_実施タスク:_
• a. イベントのデジタルシフトに関する文章から、「2020年、イベントのデジタルシフトについて考える。【2つの方向性へ変化】」を含む箇所を起点とし、「場面に繋がっていくでしょう。」までを一字一句違えずに書き写してください。
• b. イベントのデジタルシフトに関する文章を、示されている最後の文の後から書き継いでください。

2020年、イベントのデジタルシフトについて考える。【2つの方向性へ変化】

イベントの「デジタルシフト」ってなんだろう

一般的にデジタルシフトとは、「IoTやAIなどの技術発展により従来に比べ格段に多くの情報を統合出来るようになり、それら統合した情報を一度に取り扱えるようになること」と言われています。

消費者はスマートフォンなどの端末を使ってさらに膨大な量の情報をいつでも取得できるようになるとともに、インターネットを介した情報との接点は今後ますます広がり、ありとあらゆる場面に繋がっていくでしょう。

そして消費者が限られた時間を使って膨大な選択肢や情報の中から「イベント」を選択するためには、“他の選択肢に埋もれない何らかの進化”=イベントにおけるデジタルシフトが必要になっていくと思われます。

コロナウイルス禍によって訪れるであろう急激な変化

コロナウイルスの爆発的感染拡大によって、人の移動が抑制され在宅やサテライトオフィスでのリモートワークを取り入れる企業が一気に増えました。突如として突き付けられたこの状況が、図らずも日本のビジネス環境のデジタルシフトを加速させることは間違いないでしょう。ともすれば存外近いうちに今後の働き方のスタンダードになっていくかもしれません。

また、5Gの運用開始に伴い、動画コンテンツが今よりもさらに身近なものになったり、家の中にある電化製品すべてと通信できるようになるなど、高速・大容量・情報通信社会がすぐそこに迫っています。

そんな社会環境や人々の意識が変容するなか、コミュニケーションのあり方も変わっていくと思われます。もともとイベントは「特定の場所と時間」に消費者が訪れないと成立しないコミュニケーションであり、だからこそ、そこに特別な価値が生み出されるものです。イベントは言うなればコミュニケーションそのものであり、社会や意識の変化によってそれに即した形に変わっていくことでしょう。

あのイベントで起こった象徴的な出来事

2019年の東京モーターショーは「OPEN FUTURE」のテーマのもと、人の移動を効率化するテクノロジー『スマートモビリティ』や、電気自動車やAIを搭載したコネクテッドカーといった新しい技術の紹介だけではなく、業界を超えた様々な企業・団体が参加しモビリティの領域にとどまらない「くらしの未来」にまでショーの領域を拡張して実施されました。

つまり移動手段としてのクルマの紹介だけではなく、移動に関連する様々なテクノロジーの総合見本市へ大きく舵を切ったといえます。ただし、これはショー自体が遠隔化や仮想化されるものではなく、テーマとしてテクノロジーとの融合を行い展示領域が拡大したものになります。

では、イベントのテーマやコンテンツのデジタル化のみならず、『イベントそのものが仮想体験化』していく可能性はあるのでしょうか?

保存済み項目
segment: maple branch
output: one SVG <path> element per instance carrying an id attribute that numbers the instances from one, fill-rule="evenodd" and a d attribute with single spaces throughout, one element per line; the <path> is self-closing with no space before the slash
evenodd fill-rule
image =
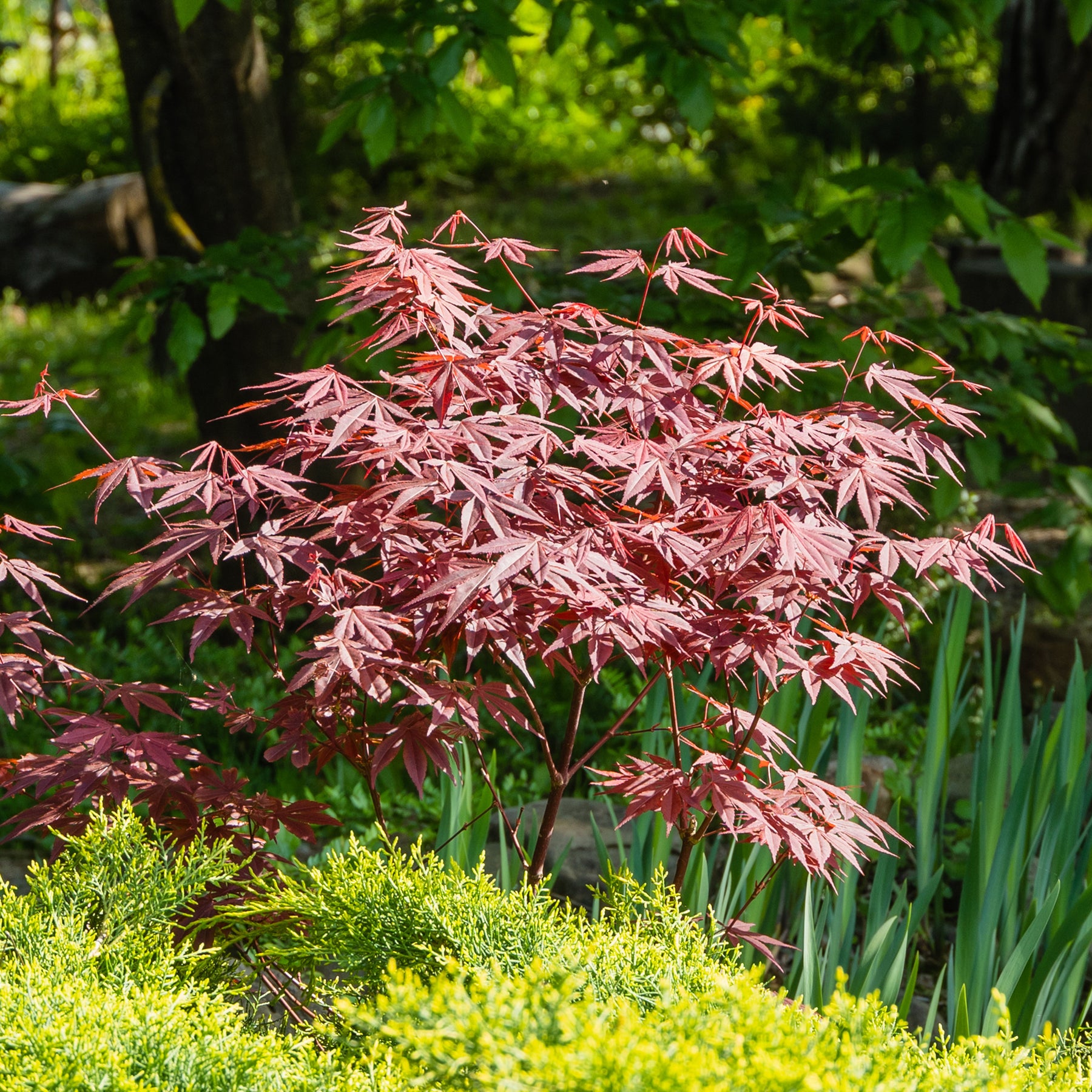
<path id="1" fill-rule="evenodd" d="M 50 383 L 50 382 L 48 382 L 48 381 L 47 381 L 47 382 L 46 382 L 46 387 L 48 387 L 48 388 L 49 388 L 49 390 L 54 392 L 54 394 L 56 394 L 56 393 L 57 393 L 57 391 L 56 391 L 56 389 L 54 388 L 54 384 L 52 384 L 52 383 Z M 61 404 L 62 404 L 62 405 L 64 406 L 64 408 L 66 408 L 66 410 L 68 410 L 68 412 L 69 412 L 70 414 L 72 414 L 72 416 L 73 416 L 73 417 L 75 418 L 75 420 L 76 420 L 76 424 L 78 424 L 78 425 L 79 425 L 79 426 L 80 426 L 80 427 L 81 427 L 81 428 L 82 428 L 82 429 L 83 429 L 83 430 L 84 430 L 84 431 L 85 431 L 85 432 L 87 434 L 87 436 L 90 436 L 90 437 L 91 437 L 92 441 L 93 441 L 93 442 L 94 442 L 94 443 L 96 444 L 96 447 L 98 448 L 98 450 L 99 450 L 99 451 L 102 451 L 102 452 L 103 452 L 103 454 L 104 454 L 104 455 L 106 455 L 106 458 L 107 458 L 107 459 L 109 459 L 111 463 L 112 463 L 112 462 L 115 462 L 115 459 L 114 459 L 114 455 L 111 455 L 111 454 L 110 454 L 110 452 L 109 452 L 109 449 L 108 449 L 108 448 L 106 447 L 106 444 L 104 444 L 104 443 L 103 443 L 103 441 L 102 441 L 102 440 L 99 440 L 99 438 L 98 438 L 97 436 L 95 436 L 95 434 L 94 434 L 94 432 L 93 432 L 93 431 L 92 431 L 92 430 L 91 430 L 91 429 L 90 429 L 90 428 L 88 428 L 88 427 L 86 426 L 86 424 L 84 423 L 84 419 L 83 419 L 83 418 L 82 418 L 82 417 L 81 417 L 81 416 L 80 416 L 80 415 L 79 415 L 79 414 L 78 414 L 78 413 L 76 413 L 76 412 L 75 412 L 75 411 L 74 411 L 74 410 L 72 408 L 72 404 L 71 404 L 71 403 L 69 402 L 69 400 L 68 400 L 67 397 L 64 397 L 63 395 L 61 395 L 61 397 L 60 397 L 60 402 L 61 402 Z"/>
<path id="2" fill-rule="evenodd" d="M 561 741 L 561 760 L 553 763 L 550 791 L 546 797 L 546 807 L 543 809 L 538 838 L 535 841 L 535 852 L 531 858 L 531 869 L 527 875 L 529 881 L 534 885 L 542 882 L 543 874 L 546 870 L 546 853 L 549 850 L 550 839 L 554 836 L 554 826 L 557 822 L 558 811 L 561 809 L 561 797 L 572 779 L 572 751 L 577 745 L 580 714 L 584 708 L 584 695 L 587 692 L 590 681 L 591 678 L 586 674 L 573 679 L 572 698 L 569 701 L 569 720 L 565 726 L 565 739 Z M 549 743 L 545 737 L 543 738 L 543 750 L 548 755 Z"/>
<path id="3" fill-rule="evenodd" d="M 679 710 L 675 701 L 675 668 L 667 668 L 667 703 L 672 712 L 672 741 L 675 745 L 675 764 L 682 769 L 682 746 L 679 743 Z"/>
<path id="4" fill-rule="evenodd" d="M 770 882 L 770 880 L 773 879 L 773 877 L 776 874 L 778 869 L 781 868 L 781 866 L 787 859 L 788 859 L 787 854 L 785 853 L 784 850 L 782 850 L 778 854 L 776 858 L 771 863 L 770 867 L 765 870 L 765 875 L 758 881 L 758 883 L 755 885 L 753 890 L 747 897 L 747 900 L 744 902 L 744 904 L 739 907 L 739 910 L 736 911 L 735 914 L 733 914 L 733 916 L 732 916 L 732 921 L 733 922 L 738 922 L 739 918 L 743 917 L 743 915 L 747 913 L 747 907 L 755 901 L 756 897 L 759 895 L 762 892 L 762 890 Z"/>
<path id="5" fill-rule="evenodd" d="M 664 239 L 666 238 L 667 236 L 665 235 L 664 238 L 660 240 L 660 246 L 656 247 L 656 252 L 652 256 L 652 264 L 649 266 L 649 275 L 644 281 L 644 295 L 641 296 L 641 306 L 637 310 L 637 322 L 634 325 L 640 325 L 641 319 L 644 316 L 644 305 L 649 299 L 649 289 L 652 287 L 652 278 L 656 273 L 656 262 L 660 261 L 660 251 L 664 249 Z"/>
<path id="6" fill-rule="evenodd" d="M 474 223 L 474 221 L 472 221 L 472 219 L 470 218 L 470 216 L 465 216 L 465 219 L 466 219 L 466 223 L 467 223 L 467 224 L 470 224 L 470 225 L 471 225 L 471 227 L 473 227 L 473 228 L 474 228 L 474 230 L 475 230 L 475 232 L 477 232 L 477 234 L 478 234 L 479 236 L 482 236 L 482 240 L 483 240 L 484 242 L 491 242 L 491 241 L 492 241 L 492 240 L 491 240 L 491 239 L 489 238 L 489 236 L 488 236 L 488 235 L 486 235 L 486 234 L 485 234 L 485 232 L 483 232 L 483 230 L 482 230 L 482 228 L 480 228 L 480 227 L 478 227 L 478 226 L 477 226 L 477 224 L 475 224 L 475 223 Z M 532 296 L 531 296 L 531 294 L 530 294 L 530 293 L 527 292 L 527 289 L 523 287 L 523 283 L 522 283 L 522 282 L 520 281 L 520 278 L 519 278 L 519 277 L 518 277 L 518 276 L 517 276 L 517 275 L 515 275 L 515 274 L 514 274 L 514 273 L 512 272 L 512 269 L 511 269 L 511 266 L 510 266 L 510 265 L 508 264 L 508 261 L 507 261 L 507 259 L 505 258 L 505 256 L 503 256 L 503 254 L 497 254 L 497 257 L 498 257 L 498 258 L 500 259 L 500 264 L 505 266 L 505 271 L 506 271 L 506 272 L 508 273 L 508 275 L 509 275 L 509 276 L 510 276 L 510 277 L 512 278 L 512 282 L 514 283 L 515 287 L 517 287 L 517 288 L 519 288 L 519 289 L 520 289 L 520 292 L 521 292 L 521 293 L 523 294 L 523 298 L 524 298 L 524 299 L 525 299 L 525 300 L 526 300 L 526 301 L 527 301 L 527 302 L 529 302 L 529 304 L 530 304 L 530 305 L 531 305 L 531 306 L 532 306 L 532 307 L 533 307 L 533 308 L 534 308 L 534 309 L 535 309 L 535 310 L 536 310 L 536 311 L 537 311 L 537 312 L 538 312 L 539 314 L 542 314 L 542 313 L 543 313 L 543 311 L 542 311 L 542 308 L 541 308 L 541 307 L 539 307 L 539 306 L 538 306 L 538 305 L 537 305 L 537 304 L 536 304 L 536 302 L 534 301 L 534 299 L 532 298 Z"/>
<path id="7" fill-rule="evenodd" d="M 619 716 L 618 720 L 615 721 L 614 724 L 610 725 L 610 727 L 607 728 L 607 731 L 604 732 L 603 735 L 600 736 L 600 738 L 596 739 L 595 743 L 587 748 L 586 751 L 584 751 L 583 758 L 581 758 L 578 762 L 573 764 L 572 773 L 574 774 L 578 773 L 584 765 L 587 764 L 587 762 L 591 761 L 591 759 L 595 757 L 596 751 L 598 751 L 598 749 L 604 744 L 612 740 L 618 734 L 618 732 L 621 731 L 621 726 L 630 719 L 637 707 L 640 705 L 642 701 L 644 701 L 644 698 L 648 695 L 648 692 L 653 688 L 653 686 L 655 686 L 661 675 L 663 674 L 664 669 L 663 667 L 661 667 L 656 670 L 655 675 L 649 678 L 649 681 L 645 682 L 644 686 L 641 688 L 641 692 L 629 703 L 629 708 L 626 710 L 626 712 L 622 713 L 621 716 Z"/>
<path id="8" fill-rule="evenodd" d="M 762 695 L 758 701 L 758 708 L 755 710 L 755 716 L 751 719 L 751 726 L 747 729 L 747 735 L 744 736 L 743 741 L 736 747 L 735 755 L 732 756 L 732 763 L 729 769 L 735 769 L 739 764 L 739 759 L 743 758 L 747 750 L 747 745 L 751 741 L 751 737 L 755 735 L 755 729 L 758 727 L 758 722 L 762 719 L 762 710 L 765 708 L 765 703 L 770 698 L 770 687 L 765 686 L 762 688 Z M 732 701 L 732 695 L 728 695 L 728 701 Z M 735 705 L 732 705 L 732 715 L 735 720 Z M 738 721 L 736 721 L 736 726 L 738 726 Z"/>
<path id="9" fill-rule="evenodd" d="M 490 804 L 489 807 L 485 808 L 483 811 L 479 811 L 472 819 L 467 819 L 466 822 L 464 822 L 462 827 L 460 827 L 459 830 L 456 830 L 451 835 L 451 838 L 446 839 L 436 847 L 436 852 L 439 853 L 440 850 L 442 850 L 446 845 L 450 845 L 456 838 L 459 838 L 460 834 L 462 834 L 464 831 L 470 830 L 471 827 L 473 827 L 474 823 L 478 821 L 478 819 L 484 819 L 491 810 L 492 810 L 492 805 Z"/>
<path id="10" fill-rule="evenodd" d="M 371 807 L 372 807 L 372 810 L 375 810 L 375 812 L 376 812 L 376 823 L 379 827 L 379 829 L 383 832 L 383 836 L 388 841 L 390 841 L 390 836 L 391 835 L 390 835 L 390 832 L 387 829 L 387 820 L 383 818 L 383 805 L 382 805 L 382 802 L 379 798 L 379 790 L 376 786 L 376 776 L 377 776 L 377 774 L 375 774 L 372 772 L 371 737 L 368 735 L 368 724 L 367 724 L 367 721 L 368 721 L 368 696 L 367 695 L 364 696 L 364 705 L 360 709 L 360 720 L 364 723 L 364 732 L 363 732 L 363 735 L 364 735 L 364 761 L 363 762 L 357 762 L 354 759 L 349 758 L 349 756 L 345 755 L 344 749 L 342 749 L 342 753 L 345 755 L 345 757 L 348 758 L 349 762 L 353 765 L 355 765 L 356 769 L 360 771 L 360 773 L 364 774 L 364 783 L 368 786 L 368 795 L 371 797 Z"/>
<path id="11" fill-rule="evenodd" d="M 474 740 L 474 749 L 477 751 L 478 762 L 480 763 L 482 780 L 485 781 L 486 786 L 489 790 L 492 803 L 500 815 L 500 821 L 507 828 L 508 836 L 511 839 L 512 845 L 515 846 L 515 852 L 520 855 L 520 863 L 523 865 L 523 870 L 526 871 L 529 868 L 527 855 L 523 852 L 523 846 L 520 844 L 519 830 L 517 827 L 512 826 L 512 821 L 508 818 L 508 812 L 505 810 L 503 804 L 501 804 L 500 794 L 497 792 L 497 788 L 492 783 L 492 778 L 489 776 L 489 768 L 486 764 L 485 755 L 482 753 L 482 744 L 477 739 Z"/>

_タスク別解答:_
• a.
2020年、イベントのデジタルシフトについて考える。【2つの方向性へ変化】

イベントの「デジタルシフト」ってなんだろう

一般的にデジタルシフトとは、「IoTやAIなどの技術発展により従来に比べ格段に多くの情報を統合出来るようになり、それら統合した情報を一度に取り扱えるようになること」と言われています。

消費者はスマートフォンなどの端末を使ってさらに膨大な量の情報をいつでも取得できるようになるとともに、インターネットを介した情報との接点は今後ますます広がり、ありとあらゆる場面に繋がっていくでしょう。

• b.
イベントが向かう2つの方向性

2010年代以降の間にイベントプロモーション業界では様々なデジタルテクノロジーが登場し定着してきました。例としては、2012年の東京駅丸の内駅舎での実施以降プロジェクションマッピングが割と身近になったり、2018年頃からイベントでの電子決済化が徐々に進みだし、eスポーツが話題になりだしたのもこのころからです。

いずれも、デジタルを活用したサービスやコンテンツの一部であり、イベントそのもの仮想体験化はまだ一般化されてはいない状況ですが、技術的には仮想体験イベントが一般化するための環境は整ってきます。もし広く受け入れられれば、プラットフォームの整備が進み、導入費用も低くなりスタンダード化もそんなに遠い未来の話ではないでしょう。

では、人々はイベントになにを求めているのか?

仮に今までのイベントの価値観である『その場所・その時間でしかできない特別な体験』が変わらないとすれば、デジタル化によってむしろ『実際に体験できることの価値』がさらに高まっていくのではないかと考えます。

そしてその一方でそんなハードルの高さを敬遠し、今のデジタル環境を最大限に活用した『気軽にできる体験の共有』へのニーズも同時に発生すると思われます。

つまり、デジタルシフトでイベントの形態は大きく2つの方向に進むと考えられます。

1つが、手軽にたくさんの人間がMR(Mixed Reality:複合現実)で参加するような、『現実世界に仮想世界が融合するイベント』

もう1つが、参加者の属性や嗜好に合わせて丁寧に作りこまれた、五感に訴える『体験価値の高いイベント』です。

今後イベント用デバイスの整備や、通信環境が整っていく中でどの程度のデジタル化が進むかその答えは見えてくるかとは思いますが、ひとまず現状で考えられるイベントの方向性は大きくこの2つにシフトしていくのではないでしょうか。